- **Excerpted passage**:

M.A. "Tonette" Krousel Wood, MD, MSPH, FACPM
President, ACPM


The recent article in JAMA Forum, Physician-Public Health Practitioners—The Missing Academic Medicine Career Track1 was music to my ears. As a Board-certified Preventive Medicine physician working in academic medicine, the article echoes decades of similar calls to address growing public health needs.

 
The COVID-19 pandemic illuminated the persistent health inequities and challenges that strained the medical and public health sectors, leading physicians to seek broader skillsets in population health. The great news—an Accreditation Council for Graduate Medical Education (ACGME) accredited infrastructure for training board-certified physicians to practice at the interface of medicine and public health has existed since 1946. However, the absence of this specialty in the article exemplifies the lack of visibility and funding for programs that train physicians to become leaders in community preparedness and health resilience.
 
Important facts:  

  • There are 43 General Preventive Medicine/Public Health (GPM/PH) accredited residency training programs2 which require clinical training, a masters in public health (MPH) or equivalent degree, and practice-based experiences in health departments, community and clinical settings
  • Academic institutions with GPM/PH programs have strong partnerships with state and local health departments for rotations. 
  • GPM/PH training provides competencies and credentials beyond a MPH   
  • The American Board of Preventive Medicine provides board certification in GPM/PH3

Per the American Association of Medical Colleges more than two-thirds of applicants to GPH/PM programs are non-white,4 indicating an opportunity to build a medical profession more reflective of the diverse communities we serve.

- **What you need to do**:
• a. According to the piece on preventive medicine training, what do General Preventive Medicine/Public Health residency programs require? List each requirement.
• b. Write the next part of the piece on preventive medicine training, starting after its final sentence.

- **Listed records**:
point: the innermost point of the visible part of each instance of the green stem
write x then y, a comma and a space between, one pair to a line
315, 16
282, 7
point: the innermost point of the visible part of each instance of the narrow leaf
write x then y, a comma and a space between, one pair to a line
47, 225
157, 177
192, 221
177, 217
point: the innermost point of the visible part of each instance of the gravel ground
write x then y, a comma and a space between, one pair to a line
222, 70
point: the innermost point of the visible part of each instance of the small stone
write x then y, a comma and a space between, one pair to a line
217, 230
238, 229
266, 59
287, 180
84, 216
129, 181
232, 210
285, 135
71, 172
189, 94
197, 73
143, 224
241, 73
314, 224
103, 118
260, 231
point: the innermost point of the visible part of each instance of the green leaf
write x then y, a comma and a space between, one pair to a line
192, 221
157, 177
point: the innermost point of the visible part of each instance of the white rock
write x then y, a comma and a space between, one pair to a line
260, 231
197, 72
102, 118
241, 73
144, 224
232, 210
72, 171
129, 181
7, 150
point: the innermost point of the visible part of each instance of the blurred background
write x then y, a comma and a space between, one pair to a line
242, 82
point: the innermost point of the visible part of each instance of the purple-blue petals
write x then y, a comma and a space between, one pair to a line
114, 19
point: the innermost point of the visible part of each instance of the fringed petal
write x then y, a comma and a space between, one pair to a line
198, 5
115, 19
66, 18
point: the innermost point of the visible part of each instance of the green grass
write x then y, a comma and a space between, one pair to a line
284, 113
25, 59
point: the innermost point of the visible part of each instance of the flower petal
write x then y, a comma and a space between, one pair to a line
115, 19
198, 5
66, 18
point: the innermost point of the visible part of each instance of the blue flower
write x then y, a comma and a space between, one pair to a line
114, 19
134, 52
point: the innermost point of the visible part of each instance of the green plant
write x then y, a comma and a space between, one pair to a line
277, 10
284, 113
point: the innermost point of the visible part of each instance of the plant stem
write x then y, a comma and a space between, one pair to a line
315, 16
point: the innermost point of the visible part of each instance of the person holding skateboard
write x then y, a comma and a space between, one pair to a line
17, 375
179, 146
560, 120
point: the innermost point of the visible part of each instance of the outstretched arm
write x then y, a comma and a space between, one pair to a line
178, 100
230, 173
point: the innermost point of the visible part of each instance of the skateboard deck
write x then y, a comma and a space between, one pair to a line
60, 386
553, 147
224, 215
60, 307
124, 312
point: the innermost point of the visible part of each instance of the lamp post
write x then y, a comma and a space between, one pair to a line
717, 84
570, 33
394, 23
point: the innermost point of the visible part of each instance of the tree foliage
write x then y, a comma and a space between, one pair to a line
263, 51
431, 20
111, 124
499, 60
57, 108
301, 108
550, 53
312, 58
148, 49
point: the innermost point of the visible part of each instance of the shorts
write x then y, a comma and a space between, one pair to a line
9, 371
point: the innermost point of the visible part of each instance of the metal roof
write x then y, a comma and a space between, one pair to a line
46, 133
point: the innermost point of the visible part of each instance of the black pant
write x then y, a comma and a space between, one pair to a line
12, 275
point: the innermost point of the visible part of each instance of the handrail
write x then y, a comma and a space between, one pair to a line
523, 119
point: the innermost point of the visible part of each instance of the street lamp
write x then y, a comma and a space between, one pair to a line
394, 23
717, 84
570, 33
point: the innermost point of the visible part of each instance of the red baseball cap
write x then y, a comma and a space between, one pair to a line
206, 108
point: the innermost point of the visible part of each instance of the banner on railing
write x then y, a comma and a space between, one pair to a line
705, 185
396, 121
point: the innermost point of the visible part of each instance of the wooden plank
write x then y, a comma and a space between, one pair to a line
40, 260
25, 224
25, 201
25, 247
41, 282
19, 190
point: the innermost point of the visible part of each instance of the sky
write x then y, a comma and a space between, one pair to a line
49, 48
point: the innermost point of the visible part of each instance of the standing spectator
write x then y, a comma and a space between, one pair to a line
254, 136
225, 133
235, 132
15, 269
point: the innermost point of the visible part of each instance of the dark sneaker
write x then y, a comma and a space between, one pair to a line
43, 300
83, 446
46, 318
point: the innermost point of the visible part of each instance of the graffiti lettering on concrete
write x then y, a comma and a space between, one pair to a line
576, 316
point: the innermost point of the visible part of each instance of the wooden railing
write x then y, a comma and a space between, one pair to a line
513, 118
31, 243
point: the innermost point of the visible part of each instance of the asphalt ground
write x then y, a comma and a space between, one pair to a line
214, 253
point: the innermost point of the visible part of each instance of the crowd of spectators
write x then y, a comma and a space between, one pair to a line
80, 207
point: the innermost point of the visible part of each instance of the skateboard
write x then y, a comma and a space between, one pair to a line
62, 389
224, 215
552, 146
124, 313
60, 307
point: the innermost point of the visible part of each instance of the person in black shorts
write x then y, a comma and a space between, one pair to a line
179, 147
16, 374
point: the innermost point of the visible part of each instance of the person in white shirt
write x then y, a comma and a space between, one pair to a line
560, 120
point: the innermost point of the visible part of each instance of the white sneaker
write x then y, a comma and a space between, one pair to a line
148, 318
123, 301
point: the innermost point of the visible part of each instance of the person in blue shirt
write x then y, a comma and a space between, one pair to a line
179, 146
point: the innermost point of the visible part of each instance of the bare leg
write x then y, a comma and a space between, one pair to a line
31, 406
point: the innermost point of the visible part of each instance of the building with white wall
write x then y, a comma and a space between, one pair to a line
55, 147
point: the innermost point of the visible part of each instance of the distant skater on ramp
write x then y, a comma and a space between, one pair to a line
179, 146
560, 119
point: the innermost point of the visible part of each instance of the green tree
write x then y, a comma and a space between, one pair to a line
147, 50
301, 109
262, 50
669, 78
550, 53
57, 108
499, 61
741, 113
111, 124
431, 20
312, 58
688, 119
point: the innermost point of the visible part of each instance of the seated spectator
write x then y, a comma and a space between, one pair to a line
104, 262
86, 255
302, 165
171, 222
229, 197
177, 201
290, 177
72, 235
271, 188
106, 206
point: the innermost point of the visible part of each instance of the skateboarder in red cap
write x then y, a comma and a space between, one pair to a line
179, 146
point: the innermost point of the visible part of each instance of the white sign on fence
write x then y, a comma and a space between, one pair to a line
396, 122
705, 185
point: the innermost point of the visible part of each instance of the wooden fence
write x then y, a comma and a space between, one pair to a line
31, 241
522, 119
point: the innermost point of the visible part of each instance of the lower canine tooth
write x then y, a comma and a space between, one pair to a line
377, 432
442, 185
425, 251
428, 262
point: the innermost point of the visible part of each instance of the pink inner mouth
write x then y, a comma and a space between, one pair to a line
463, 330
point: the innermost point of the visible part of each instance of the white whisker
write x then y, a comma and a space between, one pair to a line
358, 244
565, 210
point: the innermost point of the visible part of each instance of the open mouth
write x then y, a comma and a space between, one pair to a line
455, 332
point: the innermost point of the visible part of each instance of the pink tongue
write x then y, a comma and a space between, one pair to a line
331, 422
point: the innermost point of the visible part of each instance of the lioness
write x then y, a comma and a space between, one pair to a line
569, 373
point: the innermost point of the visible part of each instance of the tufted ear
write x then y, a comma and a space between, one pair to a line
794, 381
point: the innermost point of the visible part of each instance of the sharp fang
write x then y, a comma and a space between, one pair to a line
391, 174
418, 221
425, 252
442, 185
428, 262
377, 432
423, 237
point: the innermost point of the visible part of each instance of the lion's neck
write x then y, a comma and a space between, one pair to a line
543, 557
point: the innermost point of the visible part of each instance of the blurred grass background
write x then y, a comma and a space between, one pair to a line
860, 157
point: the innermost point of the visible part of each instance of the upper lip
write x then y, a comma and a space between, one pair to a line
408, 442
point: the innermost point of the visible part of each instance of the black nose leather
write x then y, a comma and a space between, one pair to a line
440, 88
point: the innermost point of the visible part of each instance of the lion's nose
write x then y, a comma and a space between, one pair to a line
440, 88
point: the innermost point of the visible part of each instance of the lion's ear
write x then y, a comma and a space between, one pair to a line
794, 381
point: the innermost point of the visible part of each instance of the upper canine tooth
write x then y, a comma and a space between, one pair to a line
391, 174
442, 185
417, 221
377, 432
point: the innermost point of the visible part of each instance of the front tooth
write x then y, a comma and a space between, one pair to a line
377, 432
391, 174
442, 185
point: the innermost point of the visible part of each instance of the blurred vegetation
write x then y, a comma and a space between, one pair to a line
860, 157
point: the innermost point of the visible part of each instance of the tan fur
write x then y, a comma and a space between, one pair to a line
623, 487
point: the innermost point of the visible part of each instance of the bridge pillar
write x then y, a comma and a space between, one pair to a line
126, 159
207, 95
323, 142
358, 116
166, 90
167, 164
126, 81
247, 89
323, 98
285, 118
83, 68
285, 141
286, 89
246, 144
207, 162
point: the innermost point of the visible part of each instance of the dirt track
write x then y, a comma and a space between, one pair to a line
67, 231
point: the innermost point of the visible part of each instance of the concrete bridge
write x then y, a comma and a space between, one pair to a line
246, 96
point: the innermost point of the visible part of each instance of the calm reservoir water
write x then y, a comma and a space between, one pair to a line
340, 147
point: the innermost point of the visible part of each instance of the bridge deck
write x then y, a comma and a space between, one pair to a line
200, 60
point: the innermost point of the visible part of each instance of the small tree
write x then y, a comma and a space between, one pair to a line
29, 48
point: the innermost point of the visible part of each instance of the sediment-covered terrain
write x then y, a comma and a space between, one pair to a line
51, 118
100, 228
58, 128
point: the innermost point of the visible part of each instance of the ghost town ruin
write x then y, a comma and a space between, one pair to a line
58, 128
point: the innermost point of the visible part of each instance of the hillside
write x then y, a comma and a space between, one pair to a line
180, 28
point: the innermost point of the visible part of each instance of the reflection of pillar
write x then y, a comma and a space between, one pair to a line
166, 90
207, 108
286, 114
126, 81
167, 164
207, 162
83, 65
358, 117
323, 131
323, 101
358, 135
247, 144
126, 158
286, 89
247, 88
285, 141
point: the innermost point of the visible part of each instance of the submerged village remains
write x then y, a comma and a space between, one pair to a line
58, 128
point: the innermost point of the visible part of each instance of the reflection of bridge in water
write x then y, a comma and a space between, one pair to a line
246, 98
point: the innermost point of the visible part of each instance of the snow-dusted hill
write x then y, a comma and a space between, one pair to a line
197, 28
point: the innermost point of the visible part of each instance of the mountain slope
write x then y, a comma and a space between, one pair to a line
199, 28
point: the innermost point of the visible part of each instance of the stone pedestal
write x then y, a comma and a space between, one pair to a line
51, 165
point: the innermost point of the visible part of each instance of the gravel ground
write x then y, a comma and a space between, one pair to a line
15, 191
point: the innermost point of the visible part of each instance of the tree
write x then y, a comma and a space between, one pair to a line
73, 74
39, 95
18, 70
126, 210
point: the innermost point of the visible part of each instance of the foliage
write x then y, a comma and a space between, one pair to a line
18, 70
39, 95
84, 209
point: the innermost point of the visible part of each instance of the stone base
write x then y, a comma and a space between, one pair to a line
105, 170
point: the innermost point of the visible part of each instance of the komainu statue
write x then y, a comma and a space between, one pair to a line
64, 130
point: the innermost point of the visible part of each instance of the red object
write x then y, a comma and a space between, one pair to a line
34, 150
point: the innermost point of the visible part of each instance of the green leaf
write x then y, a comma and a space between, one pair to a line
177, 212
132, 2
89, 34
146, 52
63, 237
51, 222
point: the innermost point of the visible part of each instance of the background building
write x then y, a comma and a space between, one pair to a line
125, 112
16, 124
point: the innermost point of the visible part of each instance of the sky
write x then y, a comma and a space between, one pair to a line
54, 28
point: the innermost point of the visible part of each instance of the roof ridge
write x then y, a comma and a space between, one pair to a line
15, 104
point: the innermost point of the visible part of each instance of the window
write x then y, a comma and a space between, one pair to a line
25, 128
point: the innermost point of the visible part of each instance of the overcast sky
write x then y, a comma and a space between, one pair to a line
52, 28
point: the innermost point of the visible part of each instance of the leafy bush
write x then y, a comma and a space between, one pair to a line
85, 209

- **List of answers**:
• a.
- Clinical training
- A masters in public health (MPH) or equivalent degree
- Practice-based experiences in health departments, community and clinical settings

• b.
 
Challenges for the specialty of GPM/PH are similar to those cited for population health departments:5 uncertain funding, limited exposure to GPM/PH in medical school; areas of overlapping focus; limited research portfolios; and insufficient ‘hard’ money to support infrastructure and growth. Paramount is the lack of funding for the residency training pipeline. Despite a 2007 Institute of Medicine report estimating a deficit of 10,000 public health physicians in the U.S.6, approximately half of the approved residency slots remain unfilled due to funding constraints.
 
Congress has the power to expand funding for GPM/PH programs via the Health Resources and Services Administration. Unlike many residency training programs, Preventive Medicine is not generally funded by the Centers for Medicaid and Medicare Services. This constricts the pipeline and diminishes visibility for GPM/PH. ACPM estimates that for $52 million, we could realize a robust pipeline to address population health needs in state, county, city and local health departments, in Federally Qualified Health Centers, in academic medical centers and health systems. Addressing pipeline issues and building an infrastructure resilient against ongoing and future public health crisis will require consistent support from our physician colleagues—join us in our advocacy efforts to fully fund this specialty. 
 
We thank the authors of the JAMA Health Forum article for highlighting a critical issue for both academic medicine and the health of our nation: the need for more physician-public health practitioners. ACPM is committed to advancing the specialty and improving health through evidence-based public health and preventive medicine.We welcome the opportunity to leverage our long-standing academic discipline and professional specialty of GPM/PH to accomplish this.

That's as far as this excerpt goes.